Where the line with "0H142L139 14L127 19L66" appears in the records below, start there and transcribe each line exactly through the last.

Dataset entries:

+ + + +

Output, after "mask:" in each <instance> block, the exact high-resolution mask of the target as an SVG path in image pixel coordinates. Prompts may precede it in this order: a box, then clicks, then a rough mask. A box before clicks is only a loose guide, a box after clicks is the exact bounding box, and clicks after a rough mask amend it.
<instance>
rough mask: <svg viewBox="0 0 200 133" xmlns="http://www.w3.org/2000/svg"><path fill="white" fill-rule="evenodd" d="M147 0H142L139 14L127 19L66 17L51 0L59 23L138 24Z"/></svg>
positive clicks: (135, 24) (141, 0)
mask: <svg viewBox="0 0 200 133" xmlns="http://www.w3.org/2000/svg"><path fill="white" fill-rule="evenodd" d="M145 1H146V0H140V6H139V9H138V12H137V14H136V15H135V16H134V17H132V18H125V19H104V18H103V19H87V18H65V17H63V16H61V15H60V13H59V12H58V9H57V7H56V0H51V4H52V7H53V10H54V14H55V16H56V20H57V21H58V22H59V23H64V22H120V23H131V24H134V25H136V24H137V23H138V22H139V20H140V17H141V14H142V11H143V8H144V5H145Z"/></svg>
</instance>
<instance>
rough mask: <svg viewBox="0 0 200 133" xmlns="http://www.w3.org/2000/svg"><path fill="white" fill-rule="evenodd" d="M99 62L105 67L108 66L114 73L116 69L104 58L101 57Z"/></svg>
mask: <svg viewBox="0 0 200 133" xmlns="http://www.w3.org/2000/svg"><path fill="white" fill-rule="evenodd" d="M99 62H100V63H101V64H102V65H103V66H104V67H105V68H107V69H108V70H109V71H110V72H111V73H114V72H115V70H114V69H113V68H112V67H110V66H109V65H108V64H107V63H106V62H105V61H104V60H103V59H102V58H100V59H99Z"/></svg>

+ + + +

Expected output:
rough mask: <svg viewBox="0 0 200 133" xmlns="http://www.w3.org/2000/svg"><path fill="white" fill-rule="evenodd" d="M147 0H142L139 14L127 19L66 17L51 0L59 23L138 24Z"/></svg>
positive clicks: (135, 24) (141, 0)
mask: <svg viewBox="0 0 200 133" xmlns="http://www.w3.org/2000/svg"><path fill="white" fill-rule="evenodd" d="M145 1H146V0H140V6H139V9H138V12H137V14H136V15H135V16H134V17H132V18H125V19H104V18H103V19H87V18H65V17H63V16H61V15H60V13H59V12H58V9H57V7H56V0H51V4H52V7H53V10H54V14H55V16H56V20H57V21H58V22H59V23H64V22H120V23H131V24H134V25H136V24H137V23H138V22H139V20H140V17H141V14H142V11H143V8H144V5H145Z"/></svg>
</instance>
<instance>
rough mask: <svg viewBox="0 0 200 133" xmlns="http://www.w3.org/2000/svg"><path fill="white" fill-rule="evenodd" d="M99 62L105 67L108 66L114 73L116 69L104 58L101 57Z"/></svg>
mask: <svg viewBox="0 0 200 133" xmlns="http://www.w3.org/2000/svg"><path fill="white" fill-rule="evenodd" d="M99 62H100V63H101V64H102V65H103V66H104V67H105V68H107V69H108V70H109V71H110V72H111V73H114V72H115V70H114V69H113V68H112V67H110V66H109V65H108V64H107V63H106V62H105V61H104V60H103V59H102V58H100V59H99Z"/></svg>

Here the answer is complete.